[Opening PAGE EXCERPT section]

President Barack Obama made a promise to the American people, and former President Bill Clinton believes he should keep his word.
When President Obama proposed his plan for universal health care, he assured those who were happy with their insurance that they would not be forced to change their policy. The president has since had to backtrack that commitment as individual health policies have changed, and some 3.5 million people have had their health plans canceled.
Clinton believes that the president must honor that pledge, even if that means changing the bill.
“I personally believe, even if it takes a change in the law, the president should honor the commitment that the federal government made to those people and let them keep what they got,” said Clinton, who spoke with OZY Media founder Carlos Watson on Tuesday.
It is believed that 5 percent of Americans don't receive health care through their job or some federal service like Medicare. That 5 percent works out to be roughly 14 million people, and it is these people who potentially may have their health care canceled if the law isn't fixed.

[Closing PAGE EXCERPT section]
[Opening EXTRACTED MATERIAL section]

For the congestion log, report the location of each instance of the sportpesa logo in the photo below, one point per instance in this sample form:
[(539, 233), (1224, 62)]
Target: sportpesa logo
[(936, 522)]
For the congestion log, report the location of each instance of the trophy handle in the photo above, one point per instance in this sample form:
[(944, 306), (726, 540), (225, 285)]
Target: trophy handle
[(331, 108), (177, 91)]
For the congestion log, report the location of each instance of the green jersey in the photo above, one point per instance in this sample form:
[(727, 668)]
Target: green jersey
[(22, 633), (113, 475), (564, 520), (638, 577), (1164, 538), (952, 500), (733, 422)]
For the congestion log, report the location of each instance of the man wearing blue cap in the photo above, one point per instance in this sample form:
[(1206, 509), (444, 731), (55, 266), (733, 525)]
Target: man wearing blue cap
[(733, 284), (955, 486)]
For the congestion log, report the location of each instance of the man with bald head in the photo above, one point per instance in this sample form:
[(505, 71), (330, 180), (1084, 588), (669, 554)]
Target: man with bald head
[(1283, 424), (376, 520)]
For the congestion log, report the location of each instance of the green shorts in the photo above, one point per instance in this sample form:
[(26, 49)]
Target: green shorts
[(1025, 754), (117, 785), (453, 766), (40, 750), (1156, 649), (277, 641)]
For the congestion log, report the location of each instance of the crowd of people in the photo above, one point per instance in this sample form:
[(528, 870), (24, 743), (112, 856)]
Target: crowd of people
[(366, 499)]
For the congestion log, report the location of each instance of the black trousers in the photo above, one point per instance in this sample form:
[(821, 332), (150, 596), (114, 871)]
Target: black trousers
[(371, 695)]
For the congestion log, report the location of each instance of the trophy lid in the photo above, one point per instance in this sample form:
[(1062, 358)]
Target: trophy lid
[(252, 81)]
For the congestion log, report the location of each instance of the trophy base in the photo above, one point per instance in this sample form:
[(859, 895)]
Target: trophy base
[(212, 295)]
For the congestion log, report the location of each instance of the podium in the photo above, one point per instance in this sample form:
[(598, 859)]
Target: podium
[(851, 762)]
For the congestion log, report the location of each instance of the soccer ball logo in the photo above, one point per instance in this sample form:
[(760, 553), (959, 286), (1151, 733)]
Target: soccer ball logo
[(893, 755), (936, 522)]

[Closing EXTRACTED MATERIAL section]

THINGS TO DO →
a – In the health care article, roughly how many people does the 5 percent of Americans without coverage through a job or a federal service like Medicare work out to?
b – Continue the health care article from the point where it stops.
The data is separate material and has no connection to the health care article.

RESULTS FOR EACH TASK →
a – Roughly 14 million people.

b –
“Even though it’s a small percentage of folks who may be disadvantaged, you know, it means a lot to them,” Obama said Thursday in an interview with NBC News. “And it’s scary to them. And I am sorry that they, you know, are finding themselves in this situation, based on assurances they got from me.”
A reporter asked White House Press Secretary Jay Carney if the president agreed with Clinton, and he pointed to Obama's apologetic interview with NBC.
“Well, I think as you saw the president say in an interview with NBC last week, the answer is yes—the president has tasked his team with looking at a range of options, as he said, to make sure that nobody is put in a position where their plans have been canceled and they can’t afford a better plan, even though they’d like to have a better plan,” Carney told reporters at the White House and Time magazine reports.